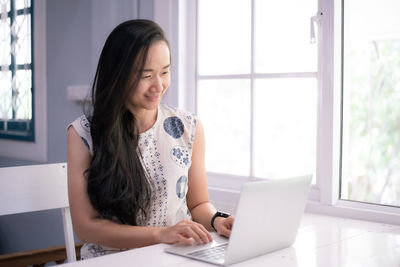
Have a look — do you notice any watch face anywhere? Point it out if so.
[217,211,231,218]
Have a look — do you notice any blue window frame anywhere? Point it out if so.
[0,0,35,142]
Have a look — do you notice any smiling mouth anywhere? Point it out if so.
[146,95,160,102]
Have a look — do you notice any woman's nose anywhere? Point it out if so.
[153,76,163,92]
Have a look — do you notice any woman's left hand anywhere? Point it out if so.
[214,216,235,237]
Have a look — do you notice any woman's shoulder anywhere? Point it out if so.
[68,115,93,153]
[160,104,197,125]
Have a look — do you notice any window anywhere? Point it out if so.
[155,0,400,224]
[0,0,34,141]
[196,0,318,181]
[341,0,400,206]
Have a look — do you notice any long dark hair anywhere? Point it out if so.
[87,20,168,225]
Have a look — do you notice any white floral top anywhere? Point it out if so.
[69,105,196,259]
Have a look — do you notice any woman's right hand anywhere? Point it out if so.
[158,220,212,245]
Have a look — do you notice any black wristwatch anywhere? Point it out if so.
[211,211,231,232]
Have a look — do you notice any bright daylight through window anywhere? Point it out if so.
[197,0,318,181]
[0,0,34,141]
[341,0,400,206]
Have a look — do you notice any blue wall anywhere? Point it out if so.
[0,0,153,254]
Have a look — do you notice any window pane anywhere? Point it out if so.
[0,71,12,120]
[0,18,11,68]
[14,14,31,65]
[198,0,251,75]
[13,70,32,119]
[254,78,317,181]
[197,80,250,175]
[341,0,400,206]
[254,0,318,73]
[15,0,31,10]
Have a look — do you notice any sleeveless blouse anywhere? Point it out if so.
[68,104,197,259]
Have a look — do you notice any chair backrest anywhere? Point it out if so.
[0,163,76,262]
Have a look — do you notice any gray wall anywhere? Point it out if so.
[0,0,153,254]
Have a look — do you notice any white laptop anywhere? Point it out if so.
[165,175,312,265]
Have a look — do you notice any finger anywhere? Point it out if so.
[182,224,203,244]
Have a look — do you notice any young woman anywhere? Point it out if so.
[67,20,233,258]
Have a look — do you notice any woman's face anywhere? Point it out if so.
[127,41,171,114]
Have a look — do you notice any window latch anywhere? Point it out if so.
[310,11,323,44]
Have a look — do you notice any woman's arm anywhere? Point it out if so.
[186,120,234,237]
[67,127,211,248]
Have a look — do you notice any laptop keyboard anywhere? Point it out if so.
[188,243,228,261]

------------------------------------------------

§ What is needed:
Rewrite the rows starting at the line containing "Have a look — do you notice any woman's arm" and ending with the last row. Replace "laptop keyboard" with "computer keyboard" and keep everything else the same.

§ Exercise answer:
Have a look — do you notice any woman's arm anywhere? Point it out if so.
[186,120,234,237]
[67,127,211,248]
Have a look — do you notice any computer keyboard anywhere? Point it out if so.
[188,243,228,261]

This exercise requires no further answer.